GOAL OF THE EXERCISE — Return the line containing "target: tree canopy" and every line after it through the end of the entries below, with no other lines.

(Spatial localization data)
******************************

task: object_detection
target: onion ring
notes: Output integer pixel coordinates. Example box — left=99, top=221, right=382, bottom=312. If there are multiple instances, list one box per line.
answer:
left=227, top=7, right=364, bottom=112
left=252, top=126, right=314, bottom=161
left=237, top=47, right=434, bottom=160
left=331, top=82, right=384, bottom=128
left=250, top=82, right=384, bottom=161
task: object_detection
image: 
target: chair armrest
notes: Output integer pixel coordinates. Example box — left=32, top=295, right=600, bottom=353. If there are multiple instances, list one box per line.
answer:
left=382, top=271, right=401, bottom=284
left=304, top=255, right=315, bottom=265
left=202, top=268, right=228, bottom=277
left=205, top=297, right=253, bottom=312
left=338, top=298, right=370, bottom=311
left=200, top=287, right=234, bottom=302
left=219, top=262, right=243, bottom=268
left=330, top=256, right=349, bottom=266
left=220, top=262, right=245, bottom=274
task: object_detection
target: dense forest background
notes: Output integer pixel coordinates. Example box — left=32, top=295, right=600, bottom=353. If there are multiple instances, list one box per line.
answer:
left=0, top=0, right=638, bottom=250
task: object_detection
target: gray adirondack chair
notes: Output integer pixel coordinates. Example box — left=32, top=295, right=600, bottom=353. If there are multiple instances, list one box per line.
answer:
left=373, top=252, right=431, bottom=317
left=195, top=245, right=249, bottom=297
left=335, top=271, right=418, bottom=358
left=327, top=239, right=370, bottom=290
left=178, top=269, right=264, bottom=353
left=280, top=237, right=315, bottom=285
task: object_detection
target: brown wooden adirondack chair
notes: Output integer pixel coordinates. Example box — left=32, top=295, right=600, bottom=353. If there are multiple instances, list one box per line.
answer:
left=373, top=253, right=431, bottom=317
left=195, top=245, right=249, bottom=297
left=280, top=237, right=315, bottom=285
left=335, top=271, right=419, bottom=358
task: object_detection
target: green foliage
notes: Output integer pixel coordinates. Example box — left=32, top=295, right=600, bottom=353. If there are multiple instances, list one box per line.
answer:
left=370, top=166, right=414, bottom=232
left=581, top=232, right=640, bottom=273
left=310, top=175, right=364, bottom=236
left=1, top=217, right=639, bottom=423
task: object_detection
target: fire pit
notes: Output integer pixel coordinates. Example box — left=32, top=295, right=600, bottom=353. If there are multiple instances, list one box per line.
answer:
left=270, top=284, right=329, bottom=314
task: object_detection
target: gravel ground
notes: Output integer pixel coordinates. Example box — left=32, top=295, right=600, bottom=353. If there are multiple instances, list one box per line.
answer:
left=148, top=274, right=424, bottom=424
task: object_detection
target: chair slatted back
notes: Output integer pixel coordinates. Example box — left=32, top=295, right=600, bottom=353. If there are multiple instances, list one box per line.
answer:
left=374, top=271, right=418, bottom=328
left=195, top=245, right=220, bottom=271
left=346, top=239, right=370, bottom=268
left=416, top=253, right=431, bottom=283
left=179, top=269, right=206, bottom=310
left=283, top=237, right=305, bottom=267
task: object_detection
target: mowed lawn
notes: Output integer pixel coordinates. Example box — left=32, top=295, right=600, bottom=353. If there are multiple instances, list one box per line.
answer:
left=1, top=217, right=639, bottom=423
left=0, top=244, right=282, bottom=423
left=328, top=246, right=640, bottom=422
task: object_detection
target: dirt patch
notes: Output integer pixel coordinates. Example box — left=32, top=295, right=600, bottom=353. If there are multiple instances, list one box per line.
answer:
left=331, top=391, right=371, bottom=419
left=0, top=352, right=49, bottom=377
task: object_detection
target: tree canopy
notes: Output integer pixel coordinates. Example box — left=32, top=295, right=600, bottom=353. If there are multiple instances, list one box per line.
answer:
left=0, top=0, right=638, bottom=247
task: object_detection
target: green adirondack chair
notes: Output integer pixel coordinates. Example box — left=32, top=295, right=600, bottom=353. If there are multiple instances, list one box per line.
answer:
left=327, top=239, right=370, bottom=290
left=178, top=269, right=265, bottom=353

******************************

RESULT —
target: tree canopy
notes: Output integer pixel coordinates. Example box — left=32, top=295, right=600, bottom=353. If there are multiple instances, list one box per line.
answer:
left=0, top=0, right=638, bottom=247
task: object_detection
target: green adirondack chair
notes: Output integer pixel coordinates. Example box — left=32, top=295, right=600, bottom=353. If there are multiple instances, list one box per line.
answer:
left=327, top=239, right=370, bottom=290
left=178, top=269, right=265, bottom=353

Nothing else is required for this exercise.